**About this exercise:**
Wherever the line with "Query: eroded rock outcrop" sits in the listing below, transcribe from it up to and including the line with "x=1208, y=554", exactly, and leave the remaining lines out.

Entries provided START

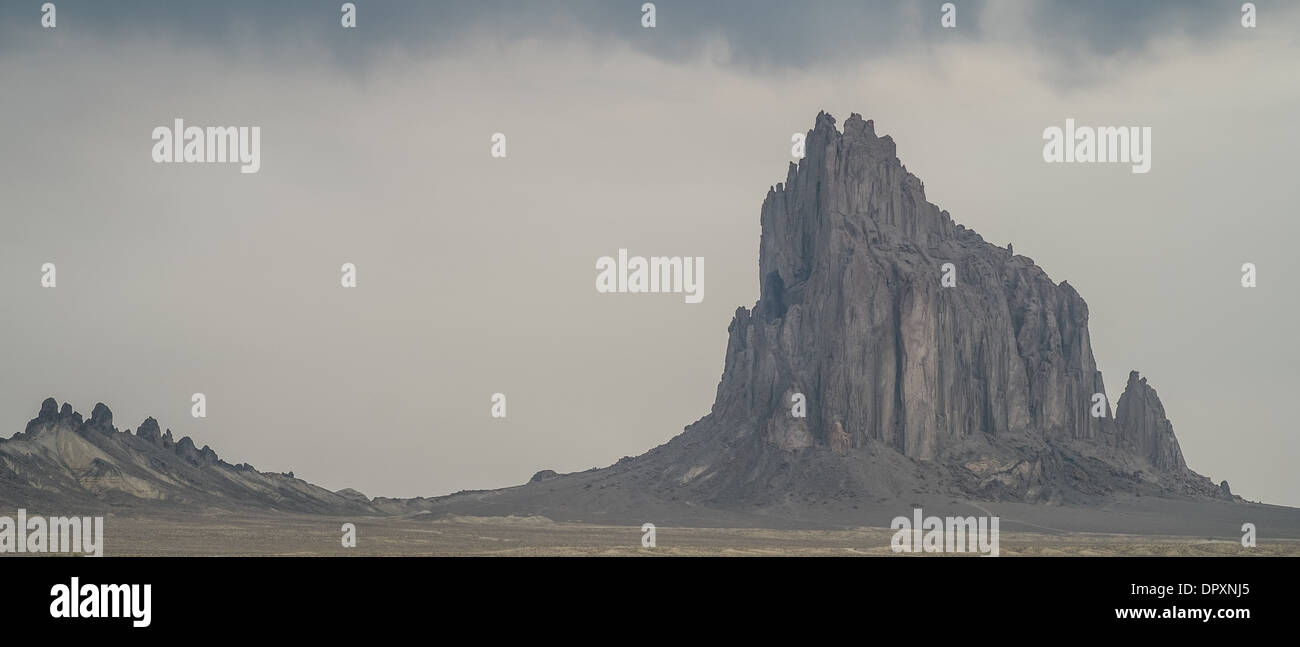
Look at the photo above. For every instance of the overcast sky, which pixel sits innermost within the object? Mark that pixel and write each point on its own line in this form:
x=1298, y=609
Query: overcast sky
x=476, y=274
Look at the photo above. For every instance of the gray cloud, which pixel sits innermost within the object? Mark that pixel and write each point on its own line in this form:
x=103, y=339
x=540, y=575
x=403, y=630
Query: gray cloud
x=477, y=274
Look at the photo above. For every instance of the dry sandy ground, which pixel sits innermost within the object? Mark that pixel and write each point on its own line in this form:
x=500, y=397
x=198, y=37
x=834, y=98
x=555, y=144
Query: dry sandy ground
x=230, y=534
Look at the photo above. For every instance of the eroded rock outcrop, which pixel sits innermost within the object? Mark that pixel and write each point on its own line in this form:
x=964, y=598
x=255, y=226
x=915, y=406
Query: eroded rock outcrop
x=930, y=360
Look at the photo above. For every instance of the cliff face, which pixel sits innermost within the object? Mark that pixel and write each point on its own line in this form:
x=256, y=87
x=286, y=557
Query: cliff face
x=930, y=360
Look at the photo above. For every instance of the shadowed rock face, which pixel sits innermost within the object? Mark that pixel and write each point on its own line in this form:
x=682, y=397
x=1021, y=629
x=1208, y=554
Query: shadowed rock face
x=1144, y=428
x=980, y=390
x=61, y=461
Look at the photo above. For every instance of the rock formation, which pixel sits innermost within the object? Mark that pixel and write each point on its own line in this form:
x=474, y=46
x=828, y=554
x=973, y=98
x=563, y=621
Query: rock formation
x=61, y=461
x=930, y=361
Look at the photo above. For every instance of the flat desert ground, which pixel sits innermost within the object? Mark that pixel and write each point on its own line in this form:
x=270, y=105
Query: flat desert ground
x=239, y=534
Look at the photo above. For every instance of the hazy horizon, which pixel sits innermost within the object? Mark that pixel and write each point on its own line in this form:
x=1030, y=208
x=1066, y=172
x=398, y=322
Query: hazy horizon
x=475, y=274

Entries provided END

**Task answer:**
Query: eroded rock outcrop
x=930, y=360
Look at the photo above. For every instance of the cliff face, which pixel sits innermost within the object? Mark that pixel and write each point on its own line in this form:
x=256, y=87
x=286, y=557
Query: cliff face
x=930, y=360
Look at the photo above. For every instance of the shadowed rock face, which pixel sits innermost within the object? Mark that pixel and write each point on its own line in this form:
x=682, y=397
x=1021, y=629
x=1208, y=554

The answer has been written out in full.